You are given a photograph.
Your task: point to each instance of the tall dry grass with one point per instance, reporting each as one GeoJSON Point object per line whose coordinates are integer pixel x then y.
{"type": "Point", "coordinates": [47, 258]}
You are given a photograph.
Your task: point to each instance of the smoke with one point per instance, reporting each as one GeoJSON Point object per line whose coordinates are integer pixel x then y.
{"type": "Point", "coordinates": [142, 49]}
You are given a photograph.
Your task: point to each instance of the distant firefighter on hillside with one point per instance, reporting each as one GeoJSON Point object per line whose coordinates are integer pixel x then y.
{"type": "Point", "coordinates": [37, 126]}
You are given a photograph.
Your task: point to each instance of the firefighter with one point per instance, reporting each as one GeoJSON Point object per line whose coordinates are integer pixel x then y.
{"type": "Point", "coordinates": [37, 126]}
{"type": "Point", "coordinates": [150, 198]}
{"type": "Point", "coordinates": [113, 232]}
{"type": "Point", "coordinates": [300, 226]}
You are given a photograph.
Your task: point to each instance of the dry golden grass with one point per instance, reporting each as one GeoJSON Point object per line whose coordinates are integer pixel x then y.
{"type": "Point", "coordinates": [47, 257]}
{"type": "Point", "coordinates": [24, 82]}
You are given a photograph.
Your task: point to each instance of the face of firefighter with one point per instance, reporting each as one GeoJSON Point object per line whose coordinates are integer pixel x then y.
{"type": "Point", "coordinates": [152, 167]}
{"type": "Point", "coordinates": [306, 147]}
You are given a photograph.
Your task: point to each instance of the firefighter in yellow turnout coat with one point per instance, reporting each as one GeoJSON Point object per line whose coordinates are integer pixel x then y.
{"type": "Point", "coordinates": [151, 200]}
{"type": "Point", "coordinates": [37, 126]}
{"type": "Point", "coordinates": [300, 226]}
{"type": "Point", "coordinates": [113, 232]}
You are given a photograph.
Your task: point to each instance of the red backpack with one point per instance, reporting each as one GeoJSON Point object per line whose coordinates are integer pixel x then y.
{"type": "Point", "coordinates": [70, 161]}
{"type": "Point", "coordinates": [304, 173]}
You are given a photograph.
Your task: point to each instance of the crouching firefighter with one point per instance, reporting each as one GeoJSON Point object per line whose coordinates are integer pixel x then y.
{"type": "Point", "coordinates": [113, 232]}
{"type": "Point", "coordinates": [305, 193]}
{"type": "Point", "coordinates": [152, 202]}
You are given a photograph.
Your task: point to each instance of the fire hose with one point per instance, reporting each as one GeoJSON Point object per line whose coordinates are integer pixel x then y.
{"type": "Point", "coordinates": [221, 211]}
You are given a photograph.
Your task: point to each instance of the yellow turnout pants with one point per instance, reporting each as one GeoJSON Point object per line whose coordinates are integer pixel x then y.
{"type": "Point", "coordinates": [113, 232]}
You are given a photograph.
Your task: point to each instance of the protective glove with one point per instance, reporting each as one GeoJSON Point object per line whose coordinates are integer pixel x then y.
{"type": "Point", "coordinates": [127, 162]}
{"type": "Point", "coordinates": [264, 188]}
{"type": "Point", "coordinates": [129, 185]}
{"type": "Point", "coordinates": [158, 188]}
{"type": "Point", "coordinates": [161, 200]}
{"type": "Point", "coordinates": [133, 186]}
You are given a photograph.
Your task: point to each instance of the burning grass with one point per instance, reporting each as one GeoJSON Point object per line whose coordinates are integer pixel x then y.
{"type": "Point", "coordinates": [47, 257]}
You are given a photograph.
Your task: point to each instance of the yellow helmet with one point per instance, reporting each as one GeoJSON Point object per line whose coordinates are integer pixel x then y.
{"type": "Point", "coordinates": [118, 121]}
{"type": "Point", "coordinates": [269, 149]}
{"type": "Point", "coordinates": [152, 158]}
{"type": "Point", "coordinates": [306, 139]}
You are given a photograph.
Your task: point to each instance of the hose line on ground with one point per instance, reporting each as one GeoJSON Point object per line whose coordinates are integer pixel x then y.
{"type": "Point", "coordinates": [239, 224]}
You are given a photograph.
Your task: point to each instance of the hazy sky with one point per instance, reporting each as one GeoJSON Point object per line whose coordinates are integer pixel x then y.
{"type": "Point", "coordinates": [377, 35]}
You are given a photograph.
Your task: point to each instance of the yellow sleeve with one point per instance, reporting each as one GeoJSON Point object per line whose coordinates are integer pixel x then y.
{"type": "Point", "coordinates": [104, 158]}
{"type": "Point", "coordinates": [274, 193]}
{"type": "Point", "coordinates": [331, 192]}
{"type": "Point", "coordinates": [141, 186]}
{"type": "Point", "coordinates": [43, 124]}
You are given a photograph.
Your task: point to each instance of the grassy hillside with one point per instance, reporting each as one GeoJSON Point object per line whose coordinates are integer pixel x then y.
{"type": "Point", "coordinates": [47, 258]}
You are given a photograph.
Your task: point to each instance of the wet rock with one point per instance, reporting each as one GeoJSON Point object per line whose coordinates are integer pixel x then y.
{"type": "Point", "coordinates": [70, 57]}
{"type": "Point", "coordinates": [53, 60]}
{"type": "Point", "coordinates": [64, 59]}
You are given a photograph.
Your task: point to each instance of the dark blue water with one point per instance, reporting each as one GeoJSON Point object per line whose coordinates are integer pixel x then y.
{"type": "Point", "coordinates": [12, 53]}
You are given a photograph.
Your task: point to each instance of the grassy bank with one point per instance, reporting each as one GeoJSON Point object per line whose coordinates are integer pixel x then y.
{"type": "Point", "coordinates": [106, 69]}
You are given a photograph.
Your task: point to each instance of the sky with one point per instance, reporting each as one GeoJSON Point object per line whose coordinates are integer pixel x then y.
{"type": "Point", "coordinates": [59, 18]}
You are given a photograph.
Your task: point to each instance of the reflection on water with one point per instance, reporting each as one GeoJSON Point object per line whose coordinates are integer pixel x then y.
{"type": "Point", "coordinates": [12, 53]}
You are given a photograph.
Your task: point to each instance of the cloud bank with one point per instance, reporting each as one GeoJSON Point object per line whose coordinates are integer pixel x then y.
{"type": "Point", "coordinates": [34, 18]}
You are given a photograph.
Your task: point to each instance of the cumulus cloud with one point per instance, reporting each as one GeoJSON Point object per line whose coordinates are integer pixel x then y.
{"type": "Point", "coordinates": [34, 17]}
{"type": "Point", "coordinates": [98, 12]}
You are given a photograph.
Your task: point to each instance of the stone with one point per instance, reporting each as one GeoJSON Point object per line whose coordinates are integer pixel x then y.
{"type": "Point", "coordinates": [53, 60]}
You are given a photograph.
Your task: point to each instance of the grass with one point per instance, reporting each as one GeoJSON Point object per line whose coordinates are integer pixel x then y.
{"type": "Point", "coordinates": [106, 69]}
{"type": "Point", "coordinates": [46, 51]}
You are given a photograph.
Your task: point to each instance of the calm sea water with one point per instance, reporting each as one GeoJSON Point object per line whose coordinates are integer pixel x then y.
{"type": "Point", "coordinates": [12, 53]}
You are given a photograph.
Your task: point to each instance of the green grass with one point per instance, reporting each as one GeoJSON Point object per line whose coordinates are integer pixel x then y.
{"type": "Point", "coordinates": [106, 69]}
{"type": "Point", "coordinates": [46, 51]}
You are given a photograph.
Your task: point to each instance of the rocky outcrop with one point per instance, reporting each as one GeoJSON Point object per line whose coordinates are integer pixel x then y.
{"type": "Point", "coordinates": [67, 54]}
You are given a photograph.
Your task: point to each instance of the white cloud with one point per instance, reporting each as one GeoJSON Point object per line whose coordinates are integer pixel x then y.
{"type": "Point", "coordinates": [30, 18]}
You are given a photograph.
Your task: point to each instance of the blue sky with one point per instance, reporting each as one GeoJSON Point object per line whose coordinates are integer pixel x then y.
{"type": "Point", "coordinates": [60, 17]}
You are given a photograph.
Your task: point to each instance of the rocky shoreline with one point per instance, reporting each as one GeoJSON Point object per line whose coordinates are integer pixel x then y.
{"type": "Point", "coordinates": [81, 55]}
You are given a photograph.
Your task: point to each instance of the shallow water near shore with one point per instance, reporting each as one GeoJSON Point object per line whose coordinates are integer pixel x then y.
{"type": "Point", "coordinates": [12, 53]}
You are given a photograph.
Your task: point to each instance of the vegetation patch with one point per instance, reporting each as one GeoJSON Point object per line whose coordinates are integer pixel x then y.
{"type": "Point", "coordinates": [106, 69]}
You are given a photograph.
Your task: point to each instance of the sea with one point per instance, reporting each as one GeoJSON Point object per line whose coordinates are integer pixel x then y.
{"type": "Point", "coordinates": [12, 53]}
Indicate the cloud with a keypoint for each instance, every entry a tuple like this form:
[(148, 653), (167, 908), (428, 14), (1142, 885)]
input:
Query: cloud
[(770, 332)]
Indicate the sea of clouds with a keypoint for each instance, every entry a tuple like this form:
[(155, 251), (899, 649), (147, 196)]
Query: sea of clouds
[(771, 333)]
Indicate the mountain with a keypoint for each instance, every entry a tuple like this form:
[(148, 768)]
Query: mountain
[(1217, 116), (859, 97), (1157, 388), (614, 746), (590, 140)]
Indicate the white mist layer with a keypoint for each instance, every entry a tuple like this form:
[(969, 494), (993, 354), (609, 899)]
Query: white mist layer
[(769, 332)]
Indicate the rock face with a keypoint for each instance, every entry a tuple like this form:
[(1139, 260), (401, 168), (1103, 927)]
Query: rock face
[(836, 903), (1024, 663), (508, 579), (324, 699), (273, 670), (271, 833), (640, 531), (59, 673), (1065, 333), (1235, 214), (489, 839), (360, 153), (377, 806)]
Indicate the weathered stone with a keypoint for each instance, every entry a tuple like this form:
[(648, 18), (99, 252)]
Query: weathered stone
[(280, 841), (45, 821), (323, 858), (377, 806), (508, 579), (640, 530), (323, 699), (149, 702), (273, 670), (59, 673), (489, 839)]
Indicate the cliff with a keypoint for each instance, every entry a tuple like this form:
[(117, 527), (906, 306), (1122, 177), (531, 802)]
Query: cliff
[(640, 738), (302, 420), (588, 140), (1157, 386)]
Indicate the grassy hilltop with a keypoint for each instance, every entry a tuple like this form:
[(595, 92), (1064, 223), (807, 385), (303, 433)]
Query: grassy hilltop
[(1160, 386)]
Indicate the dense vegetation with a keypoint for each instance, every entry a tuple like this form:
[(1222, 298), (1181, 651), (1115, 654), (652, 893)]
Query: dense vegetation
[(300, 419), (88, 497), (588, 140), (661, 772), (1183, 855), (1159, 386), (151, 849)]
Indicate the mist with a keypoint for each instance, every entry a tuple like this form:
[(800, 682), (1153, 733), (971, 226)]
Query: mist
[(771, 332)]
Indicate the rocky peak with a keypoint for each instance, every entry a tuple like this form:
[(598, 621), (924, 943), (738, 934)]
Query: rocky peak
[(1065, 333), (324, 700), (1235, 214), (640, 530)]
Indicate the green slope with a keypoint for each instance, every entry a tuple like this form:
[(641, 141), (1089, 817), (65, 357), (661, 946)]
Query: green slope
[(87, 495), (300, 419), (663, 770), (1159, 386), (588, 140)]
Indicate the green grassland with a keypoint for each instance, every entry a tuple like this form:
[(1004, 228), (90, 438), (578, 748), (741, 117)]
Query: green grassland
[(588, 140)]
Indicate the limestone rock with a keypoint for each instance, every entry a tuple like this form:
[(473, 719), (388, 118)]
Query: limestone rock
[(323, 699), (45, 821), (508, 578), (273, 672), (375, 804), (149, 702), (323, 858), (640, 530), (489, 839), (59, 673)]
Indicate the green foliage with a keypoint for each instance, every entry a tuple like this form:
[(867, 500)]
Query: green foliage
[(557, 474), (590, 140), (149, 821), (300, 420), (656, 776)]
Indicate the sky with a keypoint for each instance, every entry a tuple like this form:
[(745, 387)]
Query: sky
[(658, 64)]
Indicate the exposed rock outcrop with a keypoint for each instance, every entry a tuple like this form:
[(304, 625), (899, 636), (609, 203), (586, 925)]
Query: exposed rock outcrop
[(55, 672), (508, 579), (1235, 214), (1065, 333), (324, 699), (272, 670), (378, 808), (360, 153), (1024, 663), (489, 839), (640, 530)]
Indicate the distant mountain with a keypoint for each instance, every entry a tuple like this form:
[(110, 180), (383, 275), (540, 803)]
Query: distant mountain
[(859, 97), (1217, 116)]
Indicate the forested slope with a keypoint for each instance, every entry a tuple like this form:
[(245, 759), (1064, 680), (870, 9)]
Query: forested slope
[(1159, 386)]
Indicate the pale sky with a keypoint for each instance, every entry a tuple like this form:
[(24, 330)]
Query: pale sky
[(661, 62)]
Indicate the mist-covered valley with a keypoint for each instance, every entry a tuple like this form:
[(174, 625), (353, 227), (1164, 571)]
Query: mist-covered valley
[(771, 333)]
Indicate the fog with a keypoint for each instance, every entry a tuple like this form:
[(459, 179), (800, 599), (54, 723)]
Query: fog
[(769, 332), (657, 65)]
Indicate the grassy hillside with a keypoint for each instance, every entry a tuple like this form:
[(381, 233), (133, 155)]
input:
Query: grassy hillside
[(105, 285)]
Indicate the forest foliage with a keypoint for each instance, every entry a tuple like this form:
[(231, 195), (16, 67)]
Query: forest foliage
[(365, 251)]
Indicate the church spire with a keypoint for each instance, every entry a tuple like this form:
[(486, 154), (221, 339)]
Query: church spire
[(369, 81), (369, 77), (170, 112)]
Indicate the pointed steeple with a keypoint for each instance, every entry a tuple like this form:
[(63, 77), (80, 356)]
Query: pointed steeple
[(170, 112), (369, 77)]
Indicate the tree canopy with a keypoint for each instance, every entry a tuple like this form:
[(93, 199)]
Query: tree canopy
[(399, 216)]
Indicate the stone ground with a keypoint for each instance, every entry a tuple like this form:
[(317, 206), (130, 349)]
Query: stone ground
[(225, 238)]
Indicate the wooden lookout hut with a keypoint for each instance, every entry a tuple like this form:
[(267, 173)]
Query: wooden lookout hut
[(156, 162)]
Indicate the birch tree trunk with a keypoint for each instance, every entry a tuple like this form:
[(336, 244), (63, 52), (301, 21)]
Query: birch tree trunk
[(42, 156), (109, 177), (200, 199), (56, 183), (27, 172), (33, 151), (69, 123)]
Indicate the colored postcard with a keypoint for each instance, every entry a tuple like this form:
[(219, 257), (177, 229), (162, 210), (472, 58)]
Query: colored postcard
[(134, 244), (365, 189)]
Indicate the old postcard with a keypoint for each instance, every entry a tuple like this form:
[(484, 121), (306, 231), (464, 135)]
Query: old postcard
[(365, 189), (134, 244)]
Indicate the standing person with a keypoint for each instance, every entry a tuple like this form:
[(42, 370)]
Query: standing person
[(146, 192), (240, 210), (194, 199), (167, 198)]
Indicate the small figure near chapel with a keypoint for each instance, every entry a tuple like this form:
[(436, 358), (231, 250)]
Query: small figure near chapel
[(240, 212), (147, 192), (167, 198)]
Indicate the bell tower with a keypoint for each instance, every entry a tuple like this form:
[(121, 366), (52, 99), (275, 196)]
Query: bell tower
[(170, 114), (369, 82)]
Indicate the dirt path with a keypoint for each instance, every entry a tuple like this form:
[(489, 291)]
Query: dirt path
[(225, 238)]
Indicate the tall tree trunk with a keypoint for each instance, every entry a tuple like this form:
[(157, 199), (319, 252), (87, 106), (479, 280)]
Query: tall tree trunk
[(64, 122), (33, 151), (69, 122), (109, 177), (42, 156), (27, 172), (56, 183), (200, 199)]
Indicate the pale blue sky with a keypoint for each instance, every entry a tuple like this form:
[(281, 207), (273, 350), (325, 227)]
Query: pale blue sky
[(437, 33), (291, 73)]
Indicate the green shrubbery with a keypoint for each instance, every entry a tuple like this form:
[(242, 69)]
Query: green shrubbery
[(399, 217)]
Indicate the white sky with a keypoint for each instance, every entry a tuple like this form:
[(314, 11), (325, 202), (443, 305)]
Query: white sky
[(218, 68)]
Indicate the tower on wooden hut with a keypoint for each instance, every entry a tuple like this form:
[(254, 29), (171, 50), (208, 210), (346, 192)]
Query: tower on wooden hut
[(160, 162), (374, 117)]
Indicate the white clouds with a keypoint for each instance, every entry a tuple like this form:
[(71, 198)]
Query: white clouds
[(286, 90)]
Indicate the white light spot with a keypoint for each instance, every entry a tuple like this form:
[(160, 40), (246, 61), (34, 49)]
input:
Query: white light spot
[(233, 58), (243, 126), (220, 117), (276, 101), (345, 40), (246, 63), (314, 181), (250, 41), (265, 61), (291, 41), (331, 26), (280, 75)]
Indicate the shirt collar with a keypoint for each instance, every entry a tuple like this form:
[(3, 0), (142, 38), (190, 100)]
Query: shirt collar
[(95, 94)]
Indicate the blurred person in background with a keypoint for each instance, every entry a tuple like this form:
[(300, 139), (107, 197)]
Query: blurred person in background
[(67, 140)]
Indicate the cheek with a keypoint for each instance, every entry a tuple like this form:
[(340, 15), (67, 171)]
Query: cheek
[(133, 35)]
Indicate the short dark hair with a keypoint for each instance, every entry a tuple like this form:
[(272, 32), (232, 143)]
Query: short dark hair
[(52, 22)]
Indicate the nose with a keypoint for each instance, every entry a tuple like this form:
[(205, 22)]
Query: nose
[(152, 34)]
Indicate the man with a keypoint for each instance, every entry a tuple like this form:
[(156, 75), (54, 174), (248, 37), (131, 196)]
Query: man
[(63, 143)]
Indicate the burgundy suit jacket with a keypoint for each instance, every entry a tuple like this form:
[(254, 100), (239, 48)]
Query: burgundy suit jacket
--*--
### What the exercise asks
Working from the material above, restate word for word the lines between the line with "Indicate the bell" and the line with "[(157, 199), (319, 252), (87, 106), (479, 280)]", both included, and only those.

### Answer for this exercise
Indicate the bell tower with a keypoint for each instance, every entry a tuple like this form:
[(121, 366), (52, 99), (275, 196)]
Query: bell tower
[(170, 114), (369, 82)]
Indicate the dirt path with a keypoint for each instance, every entry a tuple like this form:
[(489, 291)]
Query: dirt path
[(225, 238)]
Indicate the tall tree trunk with a keypoint for each instance, every entry a tuple like this form:
[(157, 199), (319, 252), (87, 106), (479, 280)]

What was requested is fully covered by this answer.